*** Source data ***
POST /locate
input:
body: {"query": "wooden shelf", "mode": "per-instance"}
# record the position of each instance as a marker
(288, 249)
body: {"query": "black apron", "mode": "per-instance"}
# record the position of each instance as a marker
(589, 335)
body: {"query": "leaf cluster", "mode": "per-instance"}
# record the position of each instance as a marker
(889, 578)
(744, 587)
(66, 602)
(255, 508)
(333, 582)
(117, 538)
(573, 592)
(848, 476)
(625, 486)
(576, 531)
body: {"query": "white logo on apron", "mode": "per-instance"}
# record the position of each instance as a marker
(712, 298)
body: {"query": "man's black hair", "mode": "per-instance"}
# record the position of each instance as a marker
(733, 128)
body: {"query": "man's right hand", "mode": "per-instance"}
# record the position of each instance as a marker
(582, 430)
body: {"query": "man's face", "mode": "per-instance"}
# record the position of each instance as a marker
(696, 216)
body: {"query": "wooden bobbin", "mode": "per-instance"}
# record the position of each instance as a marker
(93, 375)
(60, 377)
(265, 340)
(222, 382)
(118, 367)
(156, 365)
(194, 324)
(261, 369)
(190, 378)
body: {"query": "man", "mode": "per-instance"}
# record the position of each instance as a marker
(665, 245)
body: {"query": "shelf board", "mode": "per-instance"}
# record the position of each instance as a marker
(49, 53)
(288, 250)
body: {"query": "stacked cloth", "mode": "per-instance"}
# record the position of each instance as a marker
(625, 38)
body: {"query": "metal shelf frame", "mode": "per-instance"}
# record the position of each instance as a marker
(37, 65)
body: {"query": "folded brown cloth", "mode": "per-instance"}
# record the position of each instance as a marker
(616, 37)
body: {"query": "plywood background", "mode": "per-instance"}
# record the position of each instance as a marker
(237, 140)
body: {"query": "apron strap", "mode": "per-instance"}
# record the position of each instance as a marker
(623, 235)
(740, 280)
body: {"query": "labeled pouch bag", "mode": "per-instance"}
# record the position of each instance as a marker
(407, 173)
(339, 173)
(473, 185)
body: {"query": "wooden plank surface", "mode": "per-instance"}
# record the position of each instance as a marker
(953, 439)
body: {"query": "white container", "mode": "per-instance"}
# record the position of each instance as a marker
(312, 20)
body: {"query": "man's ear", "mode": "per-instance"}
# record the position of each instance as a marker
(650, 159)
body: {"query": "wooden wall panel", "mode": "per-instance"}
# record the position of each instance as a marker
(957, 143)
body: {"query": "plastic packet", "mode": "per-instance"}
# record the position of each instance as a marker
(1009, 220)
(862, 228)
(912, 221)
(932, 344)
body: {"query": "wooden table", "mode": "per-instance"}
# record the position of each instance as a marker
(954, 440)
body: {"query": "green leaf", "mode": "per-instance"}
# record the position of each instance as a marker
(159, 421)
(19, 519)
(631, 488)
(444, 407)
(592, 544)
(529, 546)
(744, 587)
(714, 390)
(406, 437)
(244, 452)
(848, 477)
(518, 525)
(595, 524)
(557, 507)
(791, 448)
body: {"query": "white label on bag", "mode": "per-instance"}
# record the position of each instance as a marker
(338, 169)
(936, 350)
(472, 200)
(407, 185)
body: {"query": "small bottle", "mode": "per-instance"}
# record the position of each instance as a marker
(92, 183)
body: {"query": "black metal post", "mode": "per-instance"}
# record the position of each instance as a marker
***
* Brief: Output every line above without altering anything.

* Exercise answer:
POST /locate
input:
body: {"query": "wooden shelf", "mode": "per-instance"}
# record the position of each instance as a marker
(288, 249)
body: {"query": "black apron", "mode": "per-instance"}
# record the position of each instance as a marker
(589, 335)
body: {"query": "leaf cluster", "mode": "per-instance"}
# record the position of each instance as a marker
(889, 578)
(744, 587)
(66, 602)
(255, 508)
(333, 582)
(117, 538)
(573, 592)
(848, 476)
(625, 486)
(576, 531)
body: {"query": "white logo on apron", "mode": "per-instance"}
# record the position of each instance as a marker
(712, 298)
body: {"query": "man's black hair", "mode": "per-instance"}
# record the position of each instance as a marker
(733, 128)
body: {"query": "man's right hand", "mode": "per-instance"}
# record the position of each instance as a marker
(582, 430)
body: {"query": "man's face", "mode": "per-instance"}
# record the position of each instance as a marker
(696, 216)
body: {"query": "wooden bobbin", "mode": "per-instance"}
# record the position of each instance as a marker
(93, 375)
(60, 377)
(265, 340)
(222, 382)
(118, 367)
(156, 365)
(194, 324)
(261, 369)
(190, 378)
body: {"query": "man", "mode": "per-instance"}
# record the position of each instance as a marker
(665, 245)
body: {"query": "shelf board", "mode": "per-instance"}
# record the position of each instance as a marker
(49, 53)
(288, 250)
body: {"query": "stacked cloth", "mode": "per-instance"}
# record the position of each instance as a marker
(625, 38)
body: {"query": "metal shelf frame", "mode": "per-instance"}
# record the position of each instance as a marker
(37, 65)
body: {"query": "folded brown cloth", "mode": "per-instance"}
# record the position of each instance as a marker
(616, 37)
body: {"query": "plywood background", "mode": "per-instance"}
# record the position of each instance as a marker
(237, 140)
body: {"query": "apron strap", "mode": "per-instance"}
# record the position of each instance as a marker
(623, 235)
(740, 280)
body: {"query": "labeled pouch bag", "mode": "per-instance"}
# record the position of each instance as a marker
(407, 173)
(339, 173)
(473, 185)
body: {"query": "wooden plank surface", "mode": "per-instance"}
# record the position of each instance as a marker
(953, 439)
body: {"query": "white container", "mode": "per-instance"}
# record the position of each instance as a marker
(312, 20)
body: {"query": "man's ear", "mode": "per-instance"}
# record the position of each instance as a marker
(650, 159)
body: {"query": "wooden wall panel", "mode": "per-instance"}
# record the position of each instance as a marker
(957, 143)
body: {"query": "plastic packet", "mode": "per-instance"}
# record the position of each instance as a marker
(1009, 220)
(862, 228)
(912, 221)
(932, 344)
body: {"query": "wooden table", "mode": "per-instance"}
# record the position of each instance as a marker
(954, 440)
body: {"query": "green leaf", "mode": "per-instance"}
# record the position of each instance as a marker
(159, 421)
(19, 519)
(631, 488)
(444, 407)
(592, 544)
(529, 546)
(744, 587)
(714, 390)
(406, 437)
(244, 452)
(848, 477)
(518, 525)
(595, 524)
(557, 507)
(791, 448)
body: {"query": "white label on bag", "mode": "per-instance"}
# record the position of each instance as a marker
(338, 169)
(936, 350)
(472, 200)
(407, 185)
body: {"query": "small bottle", "mode": "per-instance"}
# record the position of each instance as a marker
(92, 183)
body: {"query": "black metal post", "mode": "per-instance"}
# record the position of each instance as a marker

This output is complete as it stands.